Yes, I've pointed out before that these are shallow reasons to vote against a qualified candidate, but then, we're talking about a media and electorate who put Dubya within spitting distance of the presidency in 2000 against one as qualified and visionary as Al Gore. Spitting distance was close enough for voter fraud and five Supreme Court Republicans to seal the deal.

While Obama has huge support and has surged to the front in Iowa and New Hampshire, with Oprah Winfrey's help, she could end up hurting his chances in the general election, as her presence underscores the color issue.

Do I exaggerate? Perhaps. I was accused of as much when I asked, rhetorically, "Can you vote for a black man?" in a column prior to Harold Ford's race for the seat now held by Tennessee Senator Bob Corker. Ford, a polished, handsome, moderate candidate lost by a substantial margin, following TV spots with racist overtones, in a year when Democrats nationwide took control of Congress. In the general election, if not sooner, the privacy of the voting booth could prove pivotal in bringing out America's repressed racism.

On the other hand, my tall, sparkly and hopeful friend recently emailed with anecdotal evidence that many Republicans she knows are seriously considering casting their lot with Obama.

To me, it sounds too good to be true. Color is sure to be a pole around which many will rally as way leads to way, and our lost nation either finds the road out of a dark wilderness or wanders forty more years until this generation---and maybe everything else---passes away.

I pray that I'm wrong and that Obama becomes the face and name that awakens in all of us long-dormant visions of a better America and a better world.

--- LISTED RECORDS ---
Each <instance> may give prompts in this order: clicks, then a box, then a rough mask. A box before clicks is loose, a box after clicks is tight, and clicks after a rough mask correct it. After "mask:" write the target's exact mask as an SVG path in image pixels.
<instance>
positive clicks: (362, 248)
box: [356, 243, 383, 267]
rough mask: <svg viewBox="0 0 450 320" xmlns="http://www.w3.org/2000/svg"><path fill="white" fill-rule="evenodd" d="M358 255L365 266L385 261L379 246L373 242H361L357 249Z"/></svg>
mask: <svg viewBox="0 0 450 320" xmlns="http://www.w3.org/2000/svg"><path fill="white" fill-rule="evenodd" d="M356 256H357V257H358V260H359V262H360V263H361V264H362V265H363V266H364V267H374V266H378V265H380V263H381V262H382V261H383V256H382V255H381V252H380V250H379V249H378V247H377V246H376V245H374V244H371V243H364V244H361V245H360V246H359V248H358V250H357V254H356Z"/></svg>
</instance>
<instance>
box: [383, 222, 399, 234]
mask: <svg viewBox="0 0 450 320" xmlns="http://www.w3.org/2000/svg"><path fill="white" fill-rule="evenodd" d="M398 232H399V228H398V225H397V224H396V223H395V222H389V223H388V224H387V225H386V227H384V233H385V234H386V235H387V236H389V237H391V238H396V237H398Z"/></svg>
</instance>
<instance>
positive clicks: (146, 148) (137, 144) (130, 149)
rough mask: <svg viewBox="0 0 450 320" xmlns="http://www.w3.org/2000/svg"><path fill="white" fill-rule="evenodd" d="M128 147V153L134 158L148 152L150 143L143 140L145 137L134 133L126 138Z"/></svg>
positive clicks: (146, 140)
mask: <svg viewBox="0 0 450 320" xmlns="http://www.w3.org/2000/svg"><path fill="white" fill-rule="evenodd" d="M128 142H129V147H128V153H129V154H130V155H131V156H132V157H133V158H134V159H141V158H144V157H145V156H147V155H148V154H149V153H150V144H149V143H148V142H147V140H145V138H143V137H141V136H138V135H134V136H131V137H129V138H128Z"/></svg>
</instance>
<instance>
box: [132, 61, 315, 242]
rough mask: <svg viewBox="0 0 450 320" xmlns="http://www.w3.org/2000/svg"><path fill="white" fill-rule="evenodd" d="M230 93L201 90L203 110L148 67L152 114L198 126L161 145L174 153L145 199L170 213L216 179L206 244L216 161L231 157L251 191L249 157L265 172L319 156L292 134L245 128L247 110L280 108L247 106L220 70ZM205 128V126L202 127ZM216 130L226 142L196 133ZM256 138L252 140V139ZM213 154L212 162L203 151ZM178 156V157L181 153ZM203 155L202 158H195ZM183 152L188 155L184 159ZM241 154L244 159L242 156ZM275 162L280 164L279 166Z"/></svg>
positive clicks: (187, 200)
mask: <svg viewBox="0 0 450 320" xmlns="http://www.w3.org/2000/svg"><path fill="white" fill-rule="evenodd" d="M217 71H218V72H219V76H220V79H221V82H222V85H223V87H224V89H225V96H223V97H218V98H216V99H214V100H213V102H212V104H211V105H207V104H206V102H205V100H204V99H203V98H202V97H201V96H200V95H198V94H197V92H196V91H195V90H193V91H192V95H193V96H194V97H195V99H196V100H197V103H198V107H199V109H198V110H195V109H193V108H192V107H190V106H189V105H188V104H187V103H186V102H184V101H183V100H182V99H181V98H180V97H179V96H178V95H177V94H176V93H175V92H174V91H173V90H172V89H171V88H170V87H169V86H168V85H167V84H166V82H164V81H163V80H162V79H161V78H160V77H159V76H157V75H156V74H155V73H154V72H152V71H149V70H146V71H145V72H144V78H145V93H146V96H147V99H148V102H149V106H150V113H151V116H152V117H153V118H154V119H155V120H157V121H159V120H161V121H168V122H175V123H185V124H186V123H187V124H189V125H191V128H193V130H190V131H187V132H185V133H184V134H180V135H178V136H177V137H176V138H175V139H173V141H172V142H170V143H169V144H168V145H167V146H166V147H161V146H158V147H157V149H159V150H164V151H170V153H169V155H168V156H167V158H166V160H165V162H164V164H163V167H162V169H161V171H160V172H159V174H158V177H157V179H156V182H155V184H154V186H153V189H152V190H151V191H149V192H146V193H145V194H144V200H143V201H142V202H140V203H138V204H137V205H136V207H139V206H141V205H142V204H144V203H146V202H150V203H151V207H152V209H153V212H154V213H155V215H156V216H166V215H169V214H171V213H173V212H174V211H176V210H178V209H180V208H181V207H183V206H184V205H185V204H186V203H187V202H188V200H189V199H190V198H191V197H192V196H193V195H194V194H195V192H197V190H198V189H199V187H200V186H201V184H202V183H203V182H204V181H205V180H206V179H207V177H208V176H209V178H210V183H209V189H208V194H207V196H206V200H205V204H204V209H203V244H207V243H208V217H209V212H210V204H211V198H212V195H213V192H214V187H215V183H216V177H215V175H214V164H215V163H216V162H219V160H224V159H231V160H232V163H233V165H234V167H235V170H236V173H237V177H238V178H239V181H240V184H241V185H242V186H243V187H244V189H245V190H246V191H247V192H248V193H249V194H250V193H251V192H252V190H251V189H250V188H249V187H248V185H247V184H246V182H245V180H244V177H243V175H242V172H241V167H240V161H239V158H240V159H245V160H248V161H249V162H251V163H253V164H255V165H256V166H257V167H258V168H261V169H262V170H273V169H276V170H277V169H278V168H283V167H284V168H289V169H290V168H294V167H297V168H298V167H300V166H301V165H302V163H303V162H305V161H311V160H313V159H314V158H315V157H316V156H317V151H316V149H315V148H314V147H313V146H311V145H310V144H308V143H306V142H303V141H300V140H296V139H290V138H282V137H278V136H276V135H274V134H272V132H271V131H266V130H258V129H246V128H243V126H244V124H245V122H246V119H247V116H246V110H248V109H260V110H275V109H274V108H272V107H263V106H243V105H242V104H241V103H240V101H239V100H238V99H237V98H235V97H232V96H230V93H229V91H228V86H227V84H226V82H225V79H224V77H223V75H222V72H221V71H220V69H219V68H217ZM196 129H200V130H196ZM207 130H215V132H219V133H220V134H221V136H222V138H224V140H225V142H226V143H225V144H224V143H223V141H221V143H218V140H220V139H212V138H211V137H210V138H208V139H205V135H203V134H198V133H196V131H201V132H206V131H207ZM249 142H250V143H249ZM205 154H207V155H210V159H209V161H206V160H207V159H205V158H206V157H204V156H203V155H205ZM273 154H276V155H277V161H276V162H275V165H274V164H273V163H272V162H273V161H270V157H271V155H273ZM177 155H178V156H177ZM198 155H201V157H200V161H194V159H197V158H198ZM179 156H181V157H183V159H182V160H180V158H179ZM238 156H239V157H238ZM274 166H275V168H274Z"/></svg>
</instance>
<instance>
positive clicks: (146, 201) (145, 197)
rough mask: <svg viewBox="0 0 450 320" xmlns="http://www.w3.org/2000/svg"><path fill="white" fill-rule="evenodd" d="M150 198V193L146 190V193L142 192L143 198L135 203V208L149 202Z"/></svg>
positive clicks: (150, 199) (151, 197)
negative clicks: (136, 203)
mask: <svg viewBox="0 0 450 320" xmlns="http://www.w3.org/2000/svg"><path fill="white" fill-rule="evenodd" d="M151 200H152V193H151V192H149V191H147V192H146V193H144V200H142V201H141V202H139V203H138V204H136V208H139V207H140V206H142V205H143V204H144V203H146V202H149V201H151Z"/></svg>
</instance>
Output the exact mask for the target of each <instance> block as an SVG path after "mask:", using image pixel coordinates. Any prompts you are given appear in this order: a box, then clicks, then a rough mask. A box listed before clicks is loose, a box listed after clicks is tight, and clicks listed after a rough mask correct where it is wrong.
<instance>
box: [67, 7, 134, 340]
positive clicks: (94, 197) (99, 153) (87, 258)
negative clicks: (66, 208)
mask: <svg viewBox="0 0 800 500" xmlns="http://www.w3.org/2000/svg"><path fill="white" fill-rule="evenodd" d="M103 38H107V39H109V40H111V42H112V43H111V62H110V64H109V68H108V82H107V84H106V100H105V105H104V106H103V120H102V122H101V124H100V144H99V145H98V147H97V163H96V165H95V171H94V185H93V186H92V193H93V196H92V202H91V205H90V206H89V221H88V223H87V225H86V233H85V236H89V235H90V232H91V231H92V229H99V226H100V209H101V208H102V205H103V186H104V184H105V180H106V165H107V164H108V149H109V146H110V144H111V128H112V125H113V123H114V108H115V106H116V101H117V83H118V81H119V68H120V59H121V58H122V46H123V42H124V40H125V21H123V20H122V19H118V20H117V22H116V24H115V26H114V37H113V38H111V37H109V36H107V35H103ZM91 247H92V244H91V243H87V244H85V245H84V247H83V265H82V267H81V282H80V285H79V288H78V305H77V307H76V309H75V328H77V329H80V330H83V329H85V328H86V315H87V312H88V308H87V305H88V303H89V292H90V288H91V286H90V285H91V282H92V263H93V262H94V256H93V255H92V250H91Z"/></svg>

--- TASK ---
From the opinion piece on Obama above, extract the passage between "On the other" and "a better world.", inclusive, copying it word for word.

--- ANSWER SPACE ---
On the other hand, my tall, sparkly and hopeful friend recently emailed with anecdotal evidence that many Republicans she knows are seriously considering casting their lot with Obama.

To me, it sounds too good to be true. Color is sure to be a pole around which many will rally as way leads to way, and our lost nation either finds the road out of a dark wilderness or wanders forty more years until this generation---and maybe everything else---passes away.

I pray that I'm wrong and that Obama becomes the face and name that awakens in all of us long-dormant visions of a better America and a better world.